Passage to read =>
Content starts

When people are in pain, they sometimes experience more than just physical suffering. They can also feel stressed, anxious, or depressed. Sometimes, these negative emotions lead a person to take more prescription pain medicine than they need, or to use other kinds of drugs, to try to feel better.
But that can actually make things much worse. Misusing opioids (including taking a larger dose, or amount, than their doctor prescribed) can lead to serious problems, like overdose.
Is there a way to prevent one problem (negative emotions related to physical pain) from leading to another problem (using drugs or misusing opioids)? Scientists are starting to find out.
Scientists who study the brain have learned more about an opioid receptor network in the brain that plays a role in how the negative emotions associated with physical pain are turned on and off. They discovered that this collection of opioid receptors might be important in helping control the negative emotions related to pain.
As an example
When this opioid receptor network is activated, it reduces a person’s impulse to seek out something that feels good. That contributes to the negative emotional states associated with pain. Then, these negative emotions could lead a person to use drugs or misuse prescription opioids in an attempt to feel better.
When the receptors in this network are blocked, that decreases the stress, anxiety, and depression that are triggered by pain in the first place.
Researchers will continue to study this process, hopefully leading to medicines or other treatments that reduce the unpleasant emotions associated with pain.

Content ends

Rows from a collection
Content starts

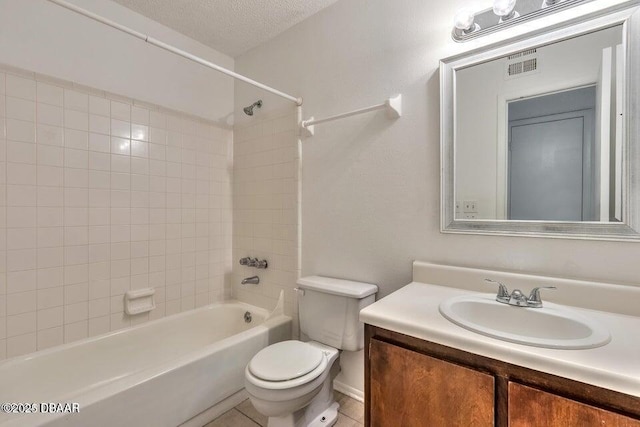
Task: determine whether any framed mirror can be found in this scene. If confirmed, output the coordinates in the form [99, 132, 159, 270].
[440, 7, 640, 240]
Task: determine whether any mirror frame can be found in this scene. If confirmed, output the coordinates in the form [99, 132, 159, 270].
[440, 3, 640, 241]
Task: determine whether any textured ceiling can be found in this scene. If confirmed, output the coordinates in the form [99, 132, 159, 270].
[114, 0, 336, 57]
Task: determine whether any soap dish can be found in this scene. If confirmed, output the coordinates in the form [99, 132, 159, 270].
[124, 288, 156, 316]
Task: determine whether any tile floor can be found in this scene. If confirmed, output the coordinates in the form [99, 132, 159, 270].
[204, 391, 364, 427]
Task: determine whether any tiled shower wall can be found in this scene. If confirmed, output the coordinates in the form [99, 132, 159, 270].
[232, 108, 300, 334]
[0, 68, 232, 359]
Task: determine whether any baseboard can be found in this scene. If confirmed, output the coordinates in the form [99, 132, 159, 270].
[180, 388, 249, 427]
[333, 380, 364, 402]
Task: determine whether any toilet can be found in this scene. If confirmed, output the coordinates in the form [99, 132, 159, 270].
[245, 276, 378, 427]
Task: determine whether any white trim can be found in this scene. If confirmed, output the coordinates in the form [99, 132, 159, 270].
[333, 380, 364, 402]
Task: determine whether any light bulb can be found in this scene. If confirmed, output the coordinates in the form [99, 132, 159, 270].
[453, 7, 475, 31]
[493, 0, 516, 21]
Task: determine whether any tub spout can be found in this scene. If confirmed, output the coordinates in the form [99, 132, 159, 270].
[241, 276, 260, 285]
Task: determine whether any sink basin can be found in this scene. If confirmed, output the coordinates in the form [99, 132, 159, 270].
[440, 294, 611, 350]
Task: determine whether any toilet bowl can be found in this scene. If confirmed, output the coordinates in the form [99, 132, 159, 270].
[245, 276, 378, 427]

Content ends
Content starts

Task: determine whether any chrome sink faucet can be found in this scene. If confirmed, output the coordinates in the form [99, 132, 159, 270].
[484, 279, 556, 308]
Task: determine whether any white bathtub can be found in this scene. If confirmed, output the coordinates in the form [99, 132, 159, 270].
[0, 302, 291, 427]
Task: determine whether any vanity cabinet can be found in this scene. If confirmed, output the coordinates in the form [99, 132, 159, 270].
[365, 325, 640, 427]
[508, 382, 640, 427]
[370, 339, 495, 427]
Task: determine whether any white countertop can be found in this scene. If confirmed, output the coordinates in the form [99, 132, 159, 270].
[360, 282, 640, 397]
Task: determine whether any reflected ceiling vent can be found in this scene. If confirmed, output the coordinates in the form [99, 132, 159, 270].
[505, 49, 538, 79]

Content ends

Task set =>
**A.** Translate this sentence from the passage on pain and emotions into Spanish: "Researchers will continue to study this process, hopefully leading to medicines or other treatments that reduce the unpleasant emotions associated with pain."
**B.** Print the section of the passage on pain and emotions starting at "When the receptors" and ending at "emotions associated with pain.".
These rows were drawn from a separate source.

Answers for the tasks =>
**A.** Los investigadores seguirán estudiando este proceso, con la esperanza de que conduzca a medicamentos u otros tratamientos que reduzcan las emociones desagradables asociadas con el dolor.

**B.**
When the receptors in this network are blocked, that decreases the stress, anxiety, and depression that are triggered by pain in the first place.
Researchers will continue to study this process, hopefully leading to medicines or other treatments that reduce the unpleasant emotions associated with pain.